→ **AUSGEWÄHLTER AUSZUG**
--------------------------------

Billy Cobham im Colos-Saal (11. März 2013)

  • Gestern war es soweit: Der Meister rief und viele kamen.
    Die Billy Cobham Band gastierte im Colos-Saal in AB. Billy
    war schon öfter im schönen Aschaffenburg, das letzte mal
    2012 mit dem Projekt "HR-Bigband plays Mahavishnu". Die
    Bühne war angerichtet und inmitten selbiger glitzerte
    das fette Doublebass-Yamaha in gold(?)-sparkle mit vielen
    Toms in der Billy-typischen, unorthodoxen Anordnung, drei
    großen Crashes, Ride & China nebst einer Latin-Abteilung
    links des Fahrersitzes, die aber von mir nicht einzusehen war.
    Auf jeden Fall dabei waren Timbale(s) und Cowbells. Der
    Durchschnittsbesucher war männlich, Ü50, grau und Trommler
    oder zumindest Trommel-affin. Die restlichen 20 % wurden
    vom Rest der gesellschaftlichen Schichten abgedeckt, sprich:
    Frauen, junge Menschen, Gitarristen und anderes Gesocks.
    Der Colos-Saal war gut besucht, aber nicht knackevoll. Das war
    mir ganz lieb. Die Band trat mit folgender Aufstellung an:
    Jean-Marie Ecay - Gitarre, Michael Mondesir - Bass, Camelia Ben
    Naceur - keyboards, Steve Hamilton - Keyboards. Und die Band
    war eine richtige Band und keine Ansammlung seelenloser hired
    guns. Prima. Geboten wurde das, was alle erwarteten: Fusion.
    Es klang schwer nach 70er und 80er, als Fusion noch Jazzrock
    hieß. Das kann man als altbacken bemängeln oder als authentisch loben,
    je nach Standpunkt. Billy ist nach wie vor ein grandioser Trommler. Er
    hat richtig Zug am Seil, spielt technisch brillant und immer noch
    kreativ. Seine Handscchrift ist unverkennbar und er klingt immer nach
    sich selbst. Man merkt auch wunderbar, welchen Einfluß der Herr auf die
    Trommlerwelt ausgeübt hat. Bei Simon Phillips (Quadrant 4 -
    Space Boogie) oder Rod Morgenstein kann man die Vorlagen ziemlich
    klar zuordnen. Billy hat eine unglaubliche Dynamik und er setzt
    sie sehr effektvoll und musikalisch ein. Bei leisen Buzzrolls spricht
    nicht mal der Teppich an. Ja richtig, man konnte das hören und
    zwar weil zum einen wohl kein Gate verwendet wurde und zum
    anderen der Drum- und der Gesamtsound sehr gut waren. Das
    Set war auch super gestimmt, insgesamt eher hoch und sehr klar
    mit vielen Obertönen. Es war ein sehr natürlicher Drumsound.

--------------------------------

→ **GEZEIGTE DATENSÄTZE**

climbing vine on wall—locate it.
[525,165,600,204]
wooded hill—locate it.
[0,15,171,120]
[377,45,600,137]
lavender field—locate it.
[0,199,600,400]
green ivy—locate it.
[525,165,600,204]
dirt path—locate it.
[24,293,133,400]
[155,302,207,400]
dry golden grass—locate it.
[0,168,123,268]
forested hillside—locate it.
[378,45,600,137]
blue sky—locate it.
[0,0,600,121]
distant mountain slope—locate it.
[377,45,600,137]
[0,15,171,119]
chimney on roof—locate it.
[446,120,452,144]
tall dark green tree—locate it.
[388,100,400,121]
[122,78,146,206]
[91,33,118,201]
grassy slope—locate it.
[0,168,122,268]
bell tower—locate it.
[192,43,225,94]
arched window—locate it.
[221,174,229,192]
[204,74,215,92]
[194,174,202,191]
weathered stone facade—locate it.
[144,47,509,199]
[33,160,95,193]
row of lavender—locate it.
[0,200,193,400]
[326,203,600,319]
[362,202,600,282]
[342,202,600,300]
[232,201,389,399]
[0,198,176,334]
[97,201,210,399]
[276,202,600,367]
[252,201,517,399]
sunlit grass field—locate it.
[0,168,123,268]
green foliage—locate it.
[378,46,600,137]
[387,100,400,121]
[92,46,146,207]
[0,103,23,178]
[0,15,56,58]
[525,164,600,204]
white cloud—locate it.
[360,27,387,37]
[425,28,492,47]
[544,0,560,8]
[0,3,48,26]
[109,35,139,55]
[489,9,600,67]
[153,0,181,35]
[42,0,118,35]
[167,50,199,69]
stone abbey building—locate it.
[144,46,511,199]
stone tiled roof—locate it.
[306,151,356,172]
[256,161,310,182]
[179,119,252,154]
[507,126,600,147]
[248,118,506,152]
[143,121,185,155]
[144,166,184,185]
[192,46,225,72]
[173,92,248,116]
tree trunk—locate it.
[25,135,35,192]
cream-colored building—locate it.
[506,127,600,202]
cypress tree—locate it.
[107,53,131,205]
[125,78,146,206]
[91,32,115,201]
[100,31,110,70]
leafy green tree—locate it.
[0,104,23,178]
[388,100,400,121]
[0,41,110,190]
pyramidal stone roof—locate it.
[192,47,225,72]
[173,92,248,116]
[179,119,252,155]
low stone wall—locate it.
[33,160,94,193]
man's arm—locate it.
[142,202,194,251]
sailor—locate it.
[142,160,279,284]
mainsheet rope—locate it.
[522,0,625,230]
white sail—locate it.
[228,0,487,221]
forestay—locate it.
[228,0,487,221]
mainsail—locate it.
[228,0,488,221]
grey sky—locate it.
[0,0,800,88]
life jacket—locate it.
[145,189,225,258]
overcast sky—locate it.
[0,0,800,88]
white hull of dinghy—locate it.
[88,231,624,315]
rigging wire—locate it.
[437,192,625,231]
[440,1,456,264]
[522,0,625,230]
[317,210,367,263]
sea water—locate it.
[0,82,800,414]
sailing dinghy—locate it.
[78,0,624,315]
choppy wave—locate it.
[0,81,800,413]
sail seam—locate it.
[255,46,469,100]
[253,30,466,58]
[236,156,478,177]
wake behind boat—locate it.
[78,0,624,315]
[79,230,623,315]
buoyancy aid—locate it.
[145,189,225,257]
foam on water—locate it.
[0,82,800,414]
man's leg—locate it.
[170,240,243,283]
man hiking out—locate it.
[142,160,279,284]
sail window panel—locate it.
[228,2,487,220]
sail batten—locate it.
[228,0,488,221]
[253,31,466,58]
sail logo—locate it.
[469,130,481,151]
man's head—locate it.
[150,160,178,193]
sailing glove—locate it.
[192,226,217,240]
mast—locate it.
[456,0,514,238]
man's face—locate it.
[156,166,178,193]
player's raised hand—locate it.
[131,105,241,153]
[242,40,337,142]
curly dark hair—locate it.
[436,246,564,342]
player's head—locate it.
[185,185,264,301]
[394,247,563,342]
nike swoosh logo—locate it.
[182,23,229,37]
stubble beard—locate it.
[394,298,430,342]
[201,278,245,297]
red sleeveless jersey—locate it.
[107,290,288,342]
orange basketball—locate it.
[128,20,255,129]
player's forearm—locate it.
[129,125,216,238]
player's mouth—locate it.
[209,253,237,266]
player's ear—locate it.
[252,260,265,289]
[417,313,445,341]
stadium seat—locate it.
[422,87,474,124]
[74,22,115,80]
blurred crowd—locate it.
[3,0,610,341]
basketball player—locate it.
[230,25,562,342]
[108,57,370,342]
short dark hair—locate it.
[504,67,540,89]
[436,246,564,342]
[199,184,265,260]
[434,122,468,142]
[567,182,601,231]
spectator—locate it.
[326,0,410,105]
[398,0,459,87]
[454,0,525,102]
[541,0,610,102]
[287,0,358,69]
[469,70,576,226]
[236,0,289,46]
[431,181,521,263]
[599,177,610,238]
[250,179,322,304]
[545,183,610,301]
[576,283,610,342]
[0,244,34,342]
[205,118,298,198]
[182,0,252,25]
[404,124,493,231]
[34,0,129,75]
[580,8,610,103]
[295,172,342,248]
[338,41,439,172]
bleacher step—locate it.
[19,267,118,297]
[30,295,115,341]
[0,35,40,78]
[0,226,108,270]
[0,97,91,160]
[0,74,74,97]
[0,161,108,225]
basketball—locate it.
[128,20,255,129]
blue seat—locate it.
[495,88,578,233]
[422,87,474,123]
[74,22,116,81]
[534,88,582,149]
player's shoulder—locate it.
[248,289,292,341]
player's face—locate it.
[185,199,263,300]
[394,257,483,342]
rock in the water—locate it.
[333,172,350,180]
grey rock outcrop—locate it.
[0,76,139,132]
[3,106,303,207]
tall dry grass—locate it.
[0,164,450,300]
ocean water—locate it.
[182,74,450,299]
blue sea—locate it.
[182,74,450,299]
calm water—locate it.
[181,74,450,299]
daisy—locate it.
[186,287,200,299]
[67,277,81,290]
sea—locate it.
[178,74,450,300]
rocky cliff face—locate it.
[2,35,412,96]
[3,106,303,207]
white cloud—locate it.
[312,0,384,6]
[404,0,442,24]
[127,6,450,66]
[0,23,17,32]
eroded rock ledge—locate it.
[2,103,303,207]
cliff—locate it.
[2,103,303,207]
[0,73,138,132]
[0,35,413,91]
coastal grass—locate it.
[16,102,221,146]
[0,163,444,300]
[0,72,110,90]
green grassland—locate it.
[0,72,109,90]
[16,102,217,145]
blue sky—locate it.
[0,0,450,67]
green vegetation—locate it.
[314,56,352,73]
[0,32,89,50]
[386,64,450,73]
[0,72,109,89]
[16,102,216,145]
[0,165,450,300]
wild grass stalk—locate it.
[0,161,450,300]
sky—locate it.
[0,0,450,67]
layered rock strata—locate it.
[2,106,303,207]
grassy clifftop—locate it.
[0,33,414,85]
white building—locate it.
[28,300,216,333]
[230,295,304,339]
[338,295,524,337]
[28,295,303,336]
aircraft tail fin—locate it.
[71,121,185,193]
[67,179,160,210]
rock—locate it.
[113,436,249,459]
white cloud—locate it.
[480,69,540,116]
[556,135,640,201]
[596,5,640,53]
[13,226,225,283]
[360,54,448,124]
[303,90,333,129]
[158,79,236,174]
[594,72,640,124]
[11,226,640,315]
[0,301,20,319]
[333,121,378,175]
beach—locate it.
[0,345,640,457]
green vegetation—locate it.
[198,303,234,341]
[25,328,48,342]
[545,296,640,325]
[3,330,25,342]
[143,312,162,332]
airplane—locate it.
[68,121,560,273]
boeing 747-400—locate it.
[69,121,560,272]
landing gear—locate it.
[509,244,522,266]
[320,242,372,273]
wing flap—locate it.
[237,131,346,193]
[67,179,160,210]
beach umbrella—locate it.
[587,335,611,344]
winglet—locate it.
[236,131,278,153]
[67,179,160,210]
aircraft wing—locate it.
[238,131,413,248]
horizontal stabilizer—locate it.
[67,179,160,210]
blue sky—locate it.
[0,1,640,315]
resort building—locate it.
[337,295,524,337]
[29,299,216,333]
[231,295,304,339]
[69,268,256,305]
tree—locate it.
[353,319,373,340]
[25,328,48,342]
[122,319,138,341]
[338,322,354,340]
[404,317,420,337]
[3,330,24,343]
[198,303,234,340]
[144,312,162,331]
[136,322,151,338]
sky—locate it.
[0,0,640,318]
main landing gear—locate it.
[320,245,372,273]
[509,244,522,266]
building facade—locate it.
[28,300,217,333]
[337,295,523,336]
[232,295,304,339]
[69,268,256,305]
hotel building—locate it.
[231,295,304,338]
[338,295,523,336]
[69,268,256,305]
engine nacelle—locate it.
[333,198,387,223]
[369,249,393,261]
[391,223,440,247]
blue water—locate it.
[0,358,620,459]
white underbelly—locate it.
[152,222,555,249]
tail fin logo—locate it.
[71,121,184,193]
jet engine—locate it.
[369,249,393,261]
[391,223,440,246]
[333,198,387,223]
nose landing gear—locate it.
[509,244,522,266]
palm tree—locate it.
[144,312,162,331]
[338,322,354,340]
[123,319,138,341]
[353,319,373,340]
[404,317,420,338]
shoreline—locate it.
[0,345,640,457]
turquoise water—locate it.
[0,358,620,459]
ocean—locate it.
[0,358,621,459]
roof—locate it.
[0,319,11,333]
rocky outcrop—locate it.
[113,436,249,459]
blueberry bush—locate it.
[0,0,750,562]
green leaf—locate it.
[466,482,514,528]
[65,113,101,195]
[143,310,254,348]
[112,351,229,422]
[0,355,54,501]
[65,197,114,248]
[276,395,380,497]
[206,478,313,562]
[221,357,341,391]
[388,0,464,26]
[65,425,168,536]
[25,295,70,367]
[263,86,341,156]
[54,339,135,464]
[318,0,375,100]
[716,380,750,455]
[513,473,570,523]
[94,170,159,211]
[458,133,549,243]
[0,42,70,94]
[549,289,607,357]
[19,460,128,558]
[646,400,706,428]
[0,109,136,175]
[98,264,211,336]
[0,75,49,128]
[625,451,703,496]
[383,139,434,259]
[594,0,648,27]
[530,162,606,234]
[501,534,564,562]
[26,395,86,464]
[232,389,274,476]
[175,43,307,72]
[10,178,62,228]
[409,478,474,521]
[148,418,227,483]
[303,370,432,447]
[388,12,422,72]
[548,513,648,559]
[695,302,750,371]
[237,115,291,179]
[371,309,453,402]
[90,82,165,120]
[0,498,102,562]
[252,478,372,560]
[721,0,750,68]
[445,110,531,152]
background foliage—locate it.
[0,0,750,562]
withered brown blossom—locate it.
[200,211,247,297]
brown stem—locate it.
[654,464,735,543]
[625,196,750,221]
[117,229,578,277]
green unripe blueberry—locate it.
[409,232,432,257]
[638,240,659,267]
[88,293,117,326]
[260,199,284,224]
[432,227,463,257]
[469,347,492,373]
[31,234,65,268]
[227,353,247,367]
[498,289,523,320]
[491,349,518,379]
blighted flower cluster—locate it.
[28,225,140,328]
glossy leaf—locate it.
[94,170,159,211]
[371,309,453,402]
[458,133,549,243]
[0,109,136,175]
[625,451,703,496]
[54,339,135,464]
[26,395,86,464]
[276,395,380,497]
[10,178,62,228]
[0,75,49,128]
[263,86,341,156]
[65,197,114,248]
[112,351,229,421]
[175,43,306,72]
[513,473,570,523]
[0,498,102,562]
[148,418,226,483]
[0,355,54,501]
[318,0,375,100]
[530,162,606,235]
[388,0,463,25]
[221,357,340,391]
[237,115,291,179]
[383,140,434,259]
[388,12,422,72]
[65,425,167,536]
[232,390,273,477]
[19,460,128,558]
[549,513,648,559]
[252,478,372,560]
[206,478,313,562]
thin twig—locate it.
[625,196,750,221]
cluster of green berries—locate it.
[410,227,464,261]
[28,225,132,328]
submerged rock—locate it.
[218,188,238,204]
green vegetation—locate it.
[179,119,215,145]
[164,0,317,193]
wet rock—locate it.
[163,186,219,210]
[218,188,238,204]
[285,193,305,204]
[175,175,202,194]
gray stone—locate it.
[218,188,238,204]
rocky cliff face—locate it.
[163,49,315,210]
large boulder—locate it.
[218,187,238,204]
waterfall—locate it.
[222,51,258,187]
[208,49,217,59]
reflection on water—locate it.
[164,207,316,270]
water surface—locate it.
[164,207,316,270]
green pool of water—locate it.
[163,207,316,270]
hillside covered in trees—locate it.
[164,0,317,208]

--------------------------------

→ **AUFGABEN UND ÜBUNGEN**
1. Nenne alle Musikerinnen und Musiker, die der Konzertbericht über Billy Cobham als Aufstellung der Band aufführt, jeweils mit ihrem Instrument.
2. Setze den Konzertbericht über Billy Cobham im Colos-Saal nach seinem letzten Satz fort.

→ **LÖSUNGEN**
1.
Jean-Marie Ecay – Gitarre
Michael Mondesir – Bass
Camelia Ben Naceur – Keyboards
Steve Hamilton – Keyboards

2.
    Die gute Stimmung hörte man insbesondere bei Billys Spiel mit
    vier Sticks auf den Toms. Das hat ordentich gerummst und es klang
    sehr rund und in sich stimmig. Ansonsten sparte er nicht mit den
    gewohnten Zutaten wie Cross-Stickings, halsbrecherischen Unisonoparts
    in allen möglichen Metren und als das Trademark schlechthin die
    super knackigen Single Stroke Rolls in Lichtgeschwindigkeit - oder
    zumindest nahe dran. Ich weiß nicht wie er das macht, aber sein
    Snarespiel ist unglaublich sauber und akkurat, egal ob Singles, Doubles,
    Buzzes und was weiß ich... Es klingt fast schon aseptisch. Das ist ja
    auch so ein Cobham-typisches Erkennungsmerkmal. Wer wollte, konnte
    also eine 1a Drumming-Lehrstunde mit nach Hause nehmen.


    Ein bißchen Meckern muß aber auch sein. Manchmal beschlich mich
    das Gefühl, daß Cobham darunter leidet, daß er Cobham ist. Soll
    heißen: Er muß ständig etwas anbieten. Auch wenn die Solisten
    mal nichts weiter brauchen, als einen steady Groove ohne alles, bei
    Billy bleibt es selten dabei. Da wird variiert, er geht von der Hihat
    aufs Ride, er dreht mal was rum, flickt ein paar leise, "subtile" (?) Breaks
    ein, bei denen er von hinten durch die Brust wieder auf die Eins kommt.
    Alles prima, aber es hätte auch nur der nackte Groove getan. Imho
    sogar besser und.... was jetz käme wäre Blasphemie. Das geht hier nicht.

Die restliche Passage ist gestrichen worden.